***** Text segment
Stimulus in a supply-constrained economy

Zahid Hussain
Zahid Hussain

The newly announced Tk 60,000 crore stimulus package by the Bangladesh Bank comes with ambitious goals: reviving closed industries, supporting Cottage, Micro, Small and Medium Enterprises (CMSMEs), expanding agriculture and rural activity, diversifying exports, and creating more than 2.5 million jobs.

The presentation accompanying the package portrays a broad-based recovery effort at a time of slowing growth, weak investment sentiment and growing pressure on the private sector.

The intent is understandable. With growth slowing, industrial activity weakening and financial stress rising, pressure for policy intervention is increasing.

But good intentions do not automatically produce good outcomes. The more important question is whether the package addresses the binding constraints of the economy or whether it risks adding pressure to an already fragile macroeconomic environment.

The package is framed as a countercyclical intervention. That logic works best when an economy is suffering from weak demand, low inflation, and temporarily idle productive capacity. Bangladesh today faces a more difficult combination: growth is slowing while inflation remains elevated and persistent.

In such conditions, additional stimulus does not automatically translate into higher output. If supply cannot respond, it may raise prices faster than production.

That concern matters because the constraints facing many firms today do not appear to be purely financial. Energy shortages, logistical frictions and uncertainty about operating conditions continue to limit production capacity.
**********
Exercise objective — Go on with the text on the Bangladesh Bank stimulus package, starting after its last sentence. The lines after this come from a separate source.
***** Listed entries
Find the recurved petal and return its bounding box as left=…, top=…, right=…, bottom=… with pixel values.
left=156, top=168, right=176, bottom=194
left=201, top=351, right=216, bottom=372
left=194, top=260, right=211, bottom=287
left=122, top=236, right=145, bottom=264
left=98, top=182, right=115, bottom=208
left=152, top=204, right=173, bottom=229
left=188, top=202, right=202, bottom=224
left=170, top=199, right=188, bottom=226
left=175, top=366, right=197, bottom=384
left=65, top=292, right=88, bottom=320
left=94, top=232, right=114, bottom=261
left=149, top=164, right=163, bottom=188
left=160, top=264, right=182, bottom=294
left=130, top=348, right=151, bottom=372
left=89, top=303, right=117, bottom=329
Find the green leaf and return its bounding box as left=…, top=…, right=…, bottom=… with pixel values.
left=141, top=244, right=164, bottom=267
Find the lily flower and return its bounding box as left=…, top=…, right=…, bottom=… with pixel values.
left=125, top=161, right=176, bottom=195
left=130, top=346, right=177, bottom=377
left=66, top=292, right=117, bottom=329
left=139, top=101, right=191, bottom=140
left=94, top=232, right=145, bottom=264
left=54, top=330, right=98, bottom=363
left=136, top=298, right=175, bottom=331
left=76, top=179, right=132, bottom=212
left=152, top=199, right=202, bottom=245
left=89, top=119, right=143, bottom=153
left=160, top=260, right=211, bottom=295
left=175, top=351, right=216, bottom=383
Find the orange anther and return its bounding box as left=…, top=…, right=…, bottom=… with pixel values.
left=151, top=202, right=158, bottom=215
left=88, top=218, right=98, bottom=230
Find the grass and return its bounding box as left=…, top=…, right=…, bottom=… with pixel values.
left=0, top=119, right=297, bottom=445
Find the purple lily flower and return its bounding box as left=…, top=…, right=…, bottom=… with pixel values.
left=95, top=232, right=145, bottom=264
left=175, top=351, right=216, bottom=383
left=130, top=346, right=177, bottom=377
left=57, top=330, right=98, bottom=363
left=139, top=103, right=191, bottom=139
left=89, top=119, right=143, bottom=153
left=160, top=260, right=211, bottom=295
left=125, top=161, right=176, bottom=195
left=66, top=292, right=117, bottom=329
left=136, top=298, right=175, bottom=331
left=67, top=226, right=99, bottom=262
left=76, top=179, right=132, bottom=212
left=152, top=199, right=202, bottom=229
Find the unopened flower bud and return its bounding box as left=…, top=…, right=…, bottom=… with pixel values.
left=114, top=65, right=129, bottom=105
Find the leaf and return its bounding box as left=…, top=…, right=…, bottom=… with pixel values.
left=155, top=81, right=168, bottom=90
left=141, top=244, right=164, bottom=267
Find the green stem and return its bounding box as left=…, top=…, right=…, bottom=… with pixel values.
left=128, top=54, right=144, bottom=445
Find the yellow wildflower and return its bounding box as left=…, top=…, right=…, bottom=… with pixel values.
**********
The output —
Reports of substantial installed investment sitting idle because of inadequate gas supply point to a broader issue: firms may have capacity but lack the conditions to use it productively. In that context, cheaper credit may improve liquidity without generating proportionate increases in output or employment.

The structure of the package deserves similar scrutiny.

Of the Tk 60,000 crore package, Tk 41,000 crore is described as a refinancing facility sourced from banks with excess liquidity through longer-term deposits, while Tk 19,000 crore comes from Bangladesh Bank’s resources under government guarantee arrangements.

This matters because the package is not simply reallocating existing fiscal resources. It is mobilising additional credit through a financial system that is already under pressure.

The refinancing component may help redirect liquidity towards productive sectors. But it also places additional lending demands on banks at a time when the sector continues to carry high levels of stressed assets even after years of restructuring and rescheduling. When credit allocation mechanisms are already weak, expanding directed lending risks reinforcing existing distortions rather than correcting them.

This is where political economy becomes difficult to ignore. Bangladesh has seen versions of this before: large pools of directed credit introduced with developmental objectives but weakened by poor targeting and incentives that reward access over performance. Without stronger safeguards, the package risks throwing good money after bad.

The Bangladesh Bank-funded component raises a different concern. With private credit growth already subdued, the immediate risk is not excess demand. It is that additional liquidity may loosen financing conditions without materially expanding production if supply constraints remain binding.

In that case, credit expansion may increase nominal spending faster than real output, raising the risk of further inflation without commensurate gains in growth or employment.

There are fiscal implications as well.

Bangladesh is already carrying substantial subsidy obligations, particularly in energy, while operating under increasingly constrained fiscal space. Even where this package does not appear directly in the annual budget, guarantees, interest support and contingent liabilities remain claims on the public balance sheet.

The external side should not be ignored either.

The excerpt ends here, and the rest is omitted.